• **EXERCISE PROMPT**
The material below should be copied line for line, please, with pictures omitted.

Top of RECORDED DATA

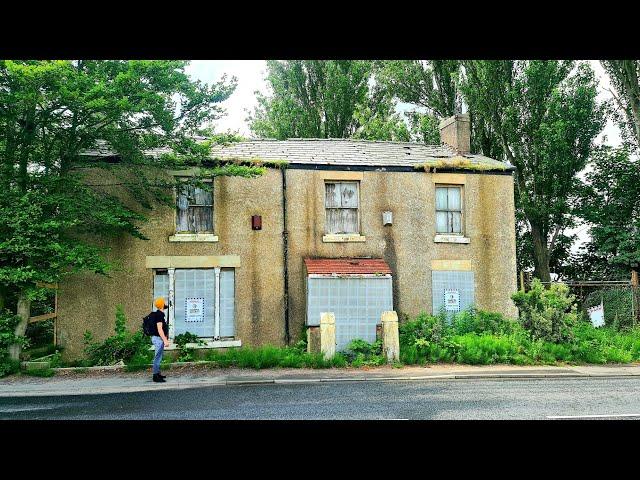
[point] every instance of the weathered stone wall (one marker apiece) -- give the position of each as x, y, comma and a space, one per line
87, 302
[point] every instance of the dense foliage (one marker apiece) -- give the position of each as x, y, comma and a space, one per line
547, 313
123, 346
55, 197
611, 205
546, 118
624, 76
8, 323
471, 339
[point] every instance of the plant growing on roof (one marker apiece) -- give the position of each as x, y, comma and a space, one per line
56, 197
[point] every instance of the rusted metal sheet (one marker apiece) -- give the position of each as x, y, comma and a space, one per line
40, 318
341, 203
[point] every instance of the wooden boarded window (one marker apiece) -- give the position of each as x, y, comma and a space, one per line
341, 205
194, 212
449, 209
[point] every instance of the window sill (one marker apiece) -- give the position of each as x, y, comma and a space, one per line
343, 238
208, 344
193, 237
451, 239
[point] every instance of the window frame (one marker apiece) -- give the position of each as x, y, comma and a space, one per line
189, 205
460, 188
357, 209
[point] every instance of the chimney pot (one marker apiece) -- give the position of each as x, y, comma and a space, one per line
455, 131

Bottom of RECORDED DATA

• **RESULT OF THE TASK**
[point] every instance of the weathered stone wall (one marker apiece) -- give the position of each as x, y, comma and a space, one per line
87, 302
[point] every instance of the dense foliage (one marker apiece) -- give the position of each as x, y, comma and a space, one per line
547, 313
123, 346
55, 197
611, 205
546, 118
624, 76
8, 323
471, 339
[point] every instance of the plant growing on roof (one marker apiece) -- give the position of each as x, y, comma and a space, one per line
56, 197
[point] every instance of the rusted metal sheet (one marker apiece) -- give the position of each as x, y, comma and a space, one per line
40, 318
341, 203
[point] every instance of the wooden boarded window (one marker apiece) -- give the position of each as x, y, comma and a space, one per line
341, 205
194, 212
449, 209
[point] every instance of the window sill (one marker apiece) -- give the position of each as x, y, comma and a space, one per line
343, 238
208, 344
193, 237
451, 239
[point] every instance of the window frame (one marker apiece) -- give the position of each as x, y, comma and a space, one per line
189, 205
460, 188
357, 209
[point] every instance of the chimney pot (one marker apiece) -- give the position of each as x, y, comma and a space, one per line
455, 131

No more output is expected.